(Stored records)
^^^^

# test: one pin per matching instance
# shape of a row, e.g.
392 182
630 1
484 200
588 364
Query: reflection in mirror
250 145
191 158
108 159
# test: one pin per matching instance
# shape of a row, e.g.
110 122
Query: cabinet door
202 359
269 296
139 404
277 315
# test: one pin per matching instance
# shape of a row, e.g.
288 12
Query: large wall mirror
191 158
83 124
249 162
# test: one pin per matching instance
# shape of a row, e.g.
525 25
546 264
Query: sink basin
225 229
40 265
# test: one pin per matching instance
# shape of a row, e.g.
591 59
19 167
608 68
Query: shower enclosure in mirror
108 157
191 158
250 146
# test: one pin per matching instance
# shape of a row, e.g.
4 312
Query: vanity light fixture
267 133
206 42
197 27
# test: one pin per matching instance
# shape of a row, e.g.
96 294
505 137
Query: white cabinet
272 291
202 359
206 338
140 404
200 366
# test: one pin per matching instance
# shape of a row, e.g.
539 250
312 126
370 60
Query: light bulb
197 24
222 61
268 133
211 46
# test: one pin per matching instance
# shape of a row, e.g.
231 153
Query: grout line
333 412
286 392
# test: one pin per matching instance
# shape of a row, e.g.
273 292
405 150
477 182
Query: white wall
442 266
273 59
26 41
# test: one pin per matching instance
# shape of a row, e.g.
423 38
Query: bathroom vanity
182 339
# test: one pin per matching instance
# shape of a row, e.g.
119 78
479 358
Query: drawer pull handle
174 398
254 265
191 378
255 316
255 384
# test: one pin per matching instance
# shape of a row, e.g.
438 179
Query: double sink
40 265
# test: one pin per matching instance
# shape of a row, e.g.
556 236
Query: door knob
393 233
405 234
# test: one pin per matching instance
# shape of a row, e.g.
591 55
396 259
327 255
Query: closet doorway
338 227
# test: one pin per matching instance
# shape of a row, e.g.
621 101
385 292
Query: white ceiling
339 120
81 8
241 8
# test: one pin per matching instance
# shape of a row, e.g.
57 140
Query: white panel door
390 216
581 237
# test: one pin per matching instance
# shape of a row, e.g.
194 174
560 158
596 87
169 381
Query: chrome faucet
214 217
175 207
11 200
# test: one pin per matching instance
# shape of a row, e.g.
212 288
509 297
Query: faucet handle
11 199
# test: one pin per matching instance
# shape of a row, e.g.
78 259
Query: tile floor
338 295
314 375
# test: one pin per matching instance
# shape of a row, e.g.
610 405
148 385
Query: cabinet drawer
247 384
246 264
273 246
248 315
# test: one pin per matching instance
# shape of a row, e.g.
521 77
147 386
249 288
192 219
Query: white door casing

^^^^

— Work to complete —
What is needed is an exact reproduction of the data.

— Solution to the exercise —
# test: one pin per matching instance
# shape of a row, e.g.
392 182
630 1
484 200
588 364
Query: reflection in mirror
250 145
191 158
108 159
# test: one pin per matching instance
# shape of a row, e.g.
110 122
Query: cabinet door
202 359
269 296
139 404
277 315
# test: one pin per matching instance
# shape of a row, e.g.
288 12
Query: large wall mirror
191 158
83 124
249 162
# test: one pin per matching instance
# shape of a row, e.g.
525 25
546 264
Query: sink basin
225 229
40 265
# test: one pin per matching instance
# shape of a row, e.g.
591 59
19 167
608 68
Query: shower enclosure in mirror
108 157
191 158
250 146
# test: one pin per matching instance
# shape of a row, e.g.
4 312
Query: vanity light fixture
267 133
206 42
197 27
# test: one pin per matching instance
# shape of a row, e.g.
96 294
505 137
Query: white cabinet
272 291
202 359
206 338
140 404
200 366
# test: one pin per matching instance
# shape of a row, e.g.
539 250
312 126
370 60
Query: light bulb
197 24
222 61
268 133
211 46
# test: one pin per matching instance
# shape of a row, e.g.
231 153
Query: grout line
333 412
286 392
# test: one pin per matching instance
# shape of a row, e.g.
273 292
405 150
477 182
Query: white wall
442 266
273 59
26 41
# test: one pin per matching instance
# shape of a row, e.g.
423 38
Query: bathroom vanity
182 339
# test: one pin per matching instance
# shape of a row, e.g.
119 78
479 358
Query: drawer pull handle
174 398
254 265
191 378
255 316
255 384
# test: one pin per matching instance
# shape of a row, e.g.
438 179
Query: double sink
40 265
# test: one pin per matching instance
# shape of a row, e.g.
556 236
Query: door knob
393 233
405 234
# test: one pin per matching instance
# shape of a row, e.g.
591 55
396 259
327 255
Query: closet doorway
338 227
# test: one pin per matching instance
# shape of a row, e.g.
621 101
385 292
Query: white ceiling
339 120
81 8
241 8
# test: one pin per matching instance
# shape of a row, e.g.
57 140
Query: white panel door
390 216
581 237
# test: one pin per matching instance
# shape of a row, e.g.
194 174
560 158
596 87
169 381
Query: chrome faucet
214 217
175 207
11 200
# test: one pin per matching instance
# shape of a row, e.g.
212 288
509 297
Query: faucet handle
11 199
# test: one pin per matching instance
# shape of a row, e.g.
78 259
Query: tile floor
338 295
314 375
# test: one pin per matching instance
# shape of a row, e.g.
610 405
148 385
Query: cabinet drawer
247 384
246 264
273 246
248 315
# test: one pin per matching instance
# shape of a row, e.g.
521 77
147 386
249 288
192 219
Query: white door casing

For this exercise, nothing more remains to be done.